BEGIN

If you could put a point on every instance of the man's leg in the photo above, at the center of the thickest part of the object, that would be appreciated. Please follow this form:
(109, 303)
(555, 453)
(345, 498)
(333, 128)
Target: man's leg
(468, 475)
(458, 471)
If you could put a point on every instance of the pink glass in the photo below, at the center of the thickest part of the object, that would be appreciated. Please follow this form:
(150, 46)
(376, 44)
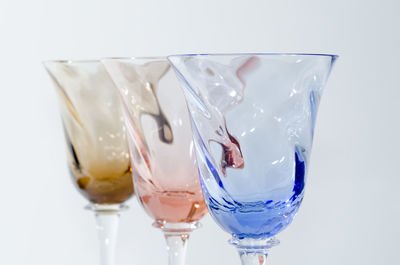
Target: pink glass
(160, 140)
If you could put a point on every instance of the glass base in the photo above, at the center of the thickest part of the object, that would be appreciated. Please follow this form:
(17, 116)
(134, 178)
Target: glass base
(253, 251)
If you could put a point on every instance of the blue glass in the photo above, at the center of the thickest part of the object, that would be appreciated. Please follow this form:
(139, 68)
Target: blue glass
(253, 119)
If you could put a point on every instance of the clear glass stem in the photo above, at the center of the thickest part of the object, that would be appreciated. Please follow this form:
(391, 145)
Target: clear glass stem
(107, 221)
(253, 251)
(176, 236)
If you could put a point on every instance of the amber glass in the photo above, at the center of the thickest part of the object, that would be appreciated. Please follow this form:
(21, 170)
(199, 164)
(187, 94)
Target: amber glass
(162, 151)
(96, 144)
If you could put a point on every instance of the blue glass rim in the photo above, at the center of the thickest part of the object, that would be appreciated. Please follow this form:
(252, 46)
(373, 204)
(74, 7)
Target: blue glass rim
(333, 56)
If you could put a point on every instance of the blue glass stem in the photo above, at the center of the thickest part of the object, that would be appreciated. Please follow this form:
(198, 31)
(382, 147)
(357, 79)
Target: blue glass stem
(253, 251)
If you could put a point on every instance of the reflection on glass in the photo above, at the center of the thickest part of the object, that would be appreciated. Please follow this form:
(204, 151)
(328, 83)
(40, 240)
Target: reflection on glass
(163, 159)
(97, 148)
(253, 117)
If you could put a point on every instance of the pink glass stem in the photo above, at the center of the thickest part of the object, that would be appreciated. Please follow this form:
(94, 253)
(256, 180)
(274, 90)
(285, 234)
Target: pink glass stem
(176, 236)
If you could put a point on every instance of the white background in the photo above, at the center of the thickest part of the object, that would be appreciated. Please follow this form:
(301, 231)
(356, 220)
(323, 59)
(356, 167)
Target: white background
(351, 212)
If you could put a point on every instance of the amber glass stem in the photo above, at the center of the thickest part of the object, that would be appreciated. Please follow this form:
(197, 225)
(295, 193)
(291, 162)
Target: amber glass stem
(176, 236)
(253, 251)
(107, 221)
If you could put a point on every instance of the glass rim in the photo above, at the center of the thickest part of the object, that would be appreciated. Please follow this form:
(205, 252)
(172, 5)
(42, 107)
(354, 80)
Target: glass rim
(105, 58)
(334, 56)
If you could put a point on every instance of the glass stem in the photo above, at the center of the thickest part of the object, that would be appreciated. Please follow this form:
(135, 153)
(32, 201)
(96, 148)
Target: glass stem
(107, 221)
(176, 236)
(253, 251)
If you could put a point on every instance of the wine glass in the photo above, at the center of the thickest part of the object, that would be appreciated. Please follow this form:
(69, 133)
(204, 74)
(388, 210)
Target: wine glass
(161, 145)
(253, 118)
(97, 148)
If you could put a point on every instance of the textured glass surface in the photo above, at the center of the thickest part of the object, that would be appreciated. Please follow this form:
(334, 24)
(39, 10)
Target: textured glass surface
(253, 117)
(163, 157)
(97, 149)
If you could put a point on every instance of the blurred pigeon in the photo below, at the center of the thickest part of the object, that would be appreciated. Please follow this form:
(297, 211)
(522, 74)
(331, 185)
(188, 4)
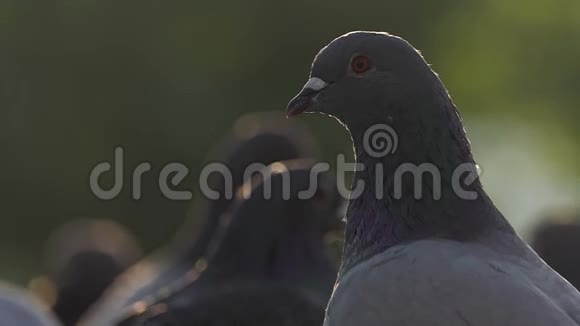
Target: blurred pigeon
(557, 241)
(19, 308)
(268, 266)
(83, 258)
(254, 139)
(433, 252)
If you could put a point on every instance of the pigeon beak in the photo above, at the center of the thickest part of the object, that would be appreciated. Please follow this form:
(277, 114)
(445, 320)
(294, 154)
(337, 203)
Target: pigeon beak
(306, 98)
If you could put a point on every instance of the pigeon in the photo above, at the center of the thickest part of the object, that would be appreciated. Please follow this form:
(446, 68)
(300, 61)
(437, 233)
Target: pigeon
(420, 251)
(557, 241)
(268, 266)
(83, 258)
(17, 307)
(258, 138)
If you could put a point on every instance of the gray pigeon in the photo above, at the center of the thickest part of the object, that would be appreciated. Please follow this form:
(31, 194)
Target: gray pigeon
(17, 307)
(269, 265)
(84, 257)
(257, 138)
(432, 252)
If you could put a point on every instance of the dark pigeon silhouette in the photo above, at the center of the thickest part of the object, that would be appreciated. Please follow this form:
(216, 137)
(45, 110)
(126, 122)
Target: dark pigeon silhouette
(83, 258)
(557, 241)
(433, 252)
(255, 139)
(268, 266)
(17, 307)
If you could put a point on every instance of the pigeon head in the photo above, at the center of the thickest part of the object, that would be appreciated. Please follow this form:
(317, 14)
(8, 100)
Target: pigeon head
(387, 96)
(363, 78)
(347, 74)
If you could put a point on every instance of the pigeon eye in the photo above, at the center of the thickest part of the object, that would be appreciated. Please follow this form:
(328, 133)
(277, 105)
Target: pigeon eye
(360, 64)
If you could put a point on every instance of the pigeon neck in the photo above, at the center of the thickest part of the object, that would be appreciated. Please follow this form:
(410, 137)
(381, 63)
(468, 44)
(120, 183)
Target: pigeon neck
(417, 190)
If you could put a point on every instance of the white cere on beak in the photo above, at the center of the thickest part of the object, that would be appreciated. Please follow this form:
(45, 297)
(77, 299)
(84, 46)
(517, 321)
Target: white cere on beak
(315, 84)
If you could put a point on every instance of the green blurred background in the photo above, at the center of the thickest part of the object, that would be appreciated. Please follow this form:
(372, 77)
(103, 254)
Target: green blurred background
(166, 79)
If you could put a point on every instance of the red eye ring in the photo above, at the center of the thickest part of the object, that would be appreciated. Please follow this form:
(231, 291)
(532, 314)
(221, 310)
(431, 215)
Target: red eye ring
(360, 64)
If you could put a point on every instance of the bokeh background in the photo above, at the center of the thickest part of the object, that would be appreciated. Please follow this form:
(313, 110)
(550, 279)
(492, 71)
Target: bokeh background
(166, 79)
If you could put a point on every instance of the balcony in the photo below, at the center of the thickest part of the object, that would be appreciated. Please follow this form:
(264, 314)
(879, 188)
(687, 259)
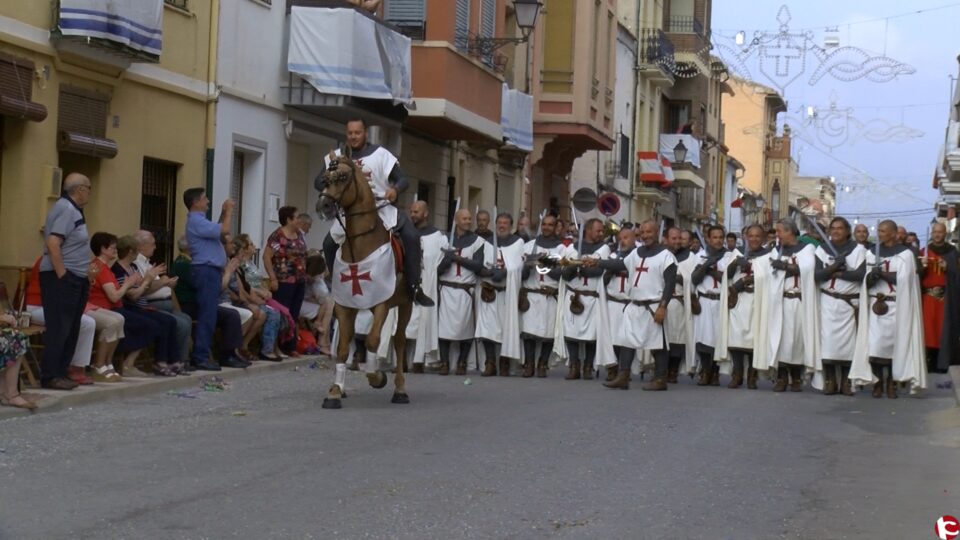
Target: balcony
(656, 57)
(115, 34)
(340, 56)
(458, 96)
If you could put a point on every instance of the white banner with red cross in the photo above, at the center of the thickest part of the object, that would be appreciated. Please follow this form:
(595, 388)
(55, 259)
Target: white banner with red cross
(367, 283)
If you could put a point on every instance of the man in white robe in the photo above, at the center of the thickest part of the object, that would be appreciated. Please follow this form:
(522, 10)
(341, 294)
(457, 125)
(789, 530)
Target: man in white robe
(584, 307)
(794, 333)
(424, 326)
(841, 267)
(707, 277)
(743, 309)
(618, 298)
(679, 311)
(459, 270)
(890, 337)
(539, 293)
(388, 182)
(498, 320)
(652, 271)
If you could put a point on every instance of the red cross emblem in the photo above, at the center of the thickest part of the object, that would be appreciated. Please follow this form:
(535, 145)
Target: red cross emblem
(355, 276)
(640, 270)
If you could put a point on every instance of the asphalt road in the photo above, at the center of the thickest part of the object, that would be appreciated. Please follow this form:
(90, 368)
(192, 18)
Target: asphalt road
(498, 458)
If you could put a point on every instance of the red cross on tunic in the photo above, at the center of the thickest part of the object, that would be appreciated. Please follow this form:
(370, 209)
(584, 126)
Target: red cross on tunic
(355, 276)
(640, 270)
(886, 268)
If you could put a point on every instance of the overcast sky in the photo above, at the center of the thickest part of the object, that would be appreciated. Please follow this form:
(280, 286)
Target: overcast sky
(900, 171)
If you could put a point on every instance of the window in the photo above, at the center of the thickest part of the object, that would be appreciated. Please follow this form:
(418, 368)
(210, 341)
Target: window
(236, 189)
(157, 206)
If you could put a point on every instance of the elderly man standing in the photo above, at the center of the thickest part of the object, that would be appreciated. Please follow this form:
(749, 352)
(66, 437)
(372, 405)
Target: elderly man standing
(64, 285)
(206, 269)
(159, 294)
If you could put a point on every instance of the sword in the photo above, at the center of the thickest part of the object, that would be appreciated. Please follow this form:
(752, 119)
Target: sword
(453, 222)
(826, 239)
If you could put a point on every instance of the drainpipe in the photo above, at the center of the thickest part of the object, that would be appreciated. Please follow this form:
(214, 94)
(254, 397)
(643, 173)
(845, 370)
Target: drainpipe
(210, 129)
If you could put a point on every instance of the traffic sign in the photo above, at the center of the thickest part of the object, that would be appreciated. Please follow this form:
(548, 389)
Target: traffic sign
(608, 204)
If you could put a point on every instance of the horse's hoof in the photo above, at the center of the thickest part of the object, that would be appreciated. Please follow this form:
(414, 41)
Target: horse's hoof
(382, 382)
(329, 403)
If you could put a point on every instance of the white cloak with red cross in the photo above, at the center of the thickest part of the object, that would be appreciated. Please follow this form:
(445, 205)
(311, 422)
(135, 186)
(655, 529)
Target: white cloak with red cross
(367, 283)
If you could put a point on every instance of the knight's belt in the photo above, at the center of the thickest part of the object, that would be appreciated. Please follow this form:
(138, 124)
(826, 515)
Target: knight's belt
(936, 292)
(838, 296)
(462, 286)
(546, 291)
(591, 294)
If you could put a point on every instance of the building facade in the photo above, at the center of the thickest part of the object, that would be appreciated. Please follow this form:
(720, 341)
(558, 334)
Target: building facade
(128, 108)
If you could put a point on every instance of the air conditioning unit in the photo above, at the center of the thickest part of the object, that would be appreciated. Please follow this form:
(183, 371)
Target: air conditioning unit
(52, 179)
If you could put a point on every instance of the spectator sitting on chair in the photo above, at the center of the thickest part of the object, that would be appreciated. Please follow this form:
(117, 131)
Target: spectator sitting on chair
(13, 345)
(159, 296)
(165, 359)
(82, 352)
(228, 320)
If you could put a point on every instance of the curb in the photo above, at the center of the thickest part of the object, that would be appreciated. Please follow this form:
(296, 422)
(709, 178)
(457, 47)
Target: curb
(955, 377)
(84, 395)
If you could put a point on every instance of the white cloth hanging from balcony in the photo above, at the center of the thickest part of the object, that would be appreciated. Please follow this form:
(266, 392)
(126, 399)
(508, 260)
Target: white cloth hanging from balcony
(137, 24)
(341, 51)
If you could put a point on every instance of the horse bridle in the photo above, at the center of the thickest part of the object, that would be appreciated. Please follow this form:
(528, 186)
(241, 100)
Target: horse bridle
(334, 176)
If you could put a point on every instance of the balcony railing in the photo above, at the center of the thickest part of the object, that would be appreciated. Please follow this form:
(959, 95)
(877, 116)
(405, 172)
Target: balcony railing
(655, 48)
(684, 24)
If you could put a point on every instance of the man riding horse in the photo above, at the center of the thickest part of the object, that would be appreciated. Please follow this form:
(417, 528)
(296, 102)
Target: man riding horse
(359, 190)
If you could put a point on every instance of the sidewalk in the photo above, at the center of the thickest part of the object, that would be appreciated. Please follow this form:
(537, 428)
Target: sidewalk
(55, 400)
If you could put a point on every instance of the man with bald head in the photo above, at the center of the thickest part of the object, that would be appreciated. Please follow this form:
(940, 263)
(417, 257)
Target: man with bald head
(423, 326)
(933, 283)
(890, 344)
(63, 280)
(462, 264)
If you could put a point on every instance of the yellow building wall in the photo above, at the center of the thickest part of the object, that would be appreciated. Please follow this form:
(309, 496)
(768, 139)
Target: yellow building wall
(160, 113)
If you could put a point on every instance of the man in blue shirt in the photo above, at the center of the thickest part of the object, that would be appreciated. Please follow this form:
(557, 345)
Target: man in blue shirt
(63, 280)
(207, 263)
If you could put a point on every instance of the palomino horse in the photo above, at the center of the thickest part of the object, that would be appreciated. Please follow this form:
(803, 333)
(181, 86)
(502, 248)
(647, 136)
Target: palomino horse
(347, 195)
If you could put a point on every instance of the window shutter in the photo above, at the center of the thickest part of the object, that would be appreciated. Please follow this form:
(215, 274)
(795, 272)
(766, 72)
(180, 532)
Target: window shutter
(463, 24)
(488, 18)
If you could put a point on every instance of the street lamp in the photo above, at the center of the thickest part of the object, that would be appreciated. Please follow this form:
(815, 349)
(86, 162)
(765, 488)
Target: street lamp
(526, 12)
(679, 152)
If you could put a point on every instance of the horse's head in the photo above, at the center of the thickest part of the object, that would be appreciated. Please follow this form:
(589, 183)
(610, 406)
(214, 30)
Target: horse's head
(338, 186)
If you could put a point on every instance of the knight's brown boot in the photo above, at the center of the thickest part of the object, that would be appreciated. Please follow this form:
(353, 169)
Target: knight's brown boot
(489, 368)
(715, 376)
(656, 385)
(588, 370)
(574, 372)
(736, 380)
(830, 382)
(528, 369)
(781, 383)
(620, 382)
(611, 372)
(541, 368)
(845, 386)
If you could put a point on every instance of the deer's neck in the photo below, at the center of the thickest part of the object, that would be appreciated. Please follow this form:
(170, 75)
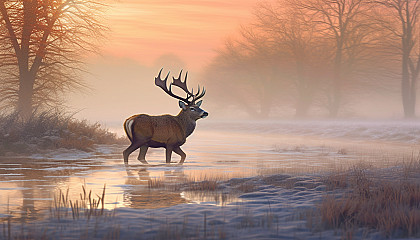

END

- **TASK TO COMPLETE**: Each line above with the string "below" in it should be located and copied.

- **WORKED SOLUTION**:
If you could put a point on every instance of the pink glass in the photo below, at the center of the thickest part of the object, that would be appreciated. Please follow this form:
If you could put a point on every instance of the blurred pigeon in the photo below, at the center of the thickest part of the object, that would be appreciated. Please follow this form:
If you could put a point on every instance of the balcony in the photo below, at the center of the thickest part of the object, that would be appreciated. Please follow this form:
If you could put a point on every instance of the deer's neck in the photo below, at the center of the thickest part of the object, that would be appreciated. Please follow this form:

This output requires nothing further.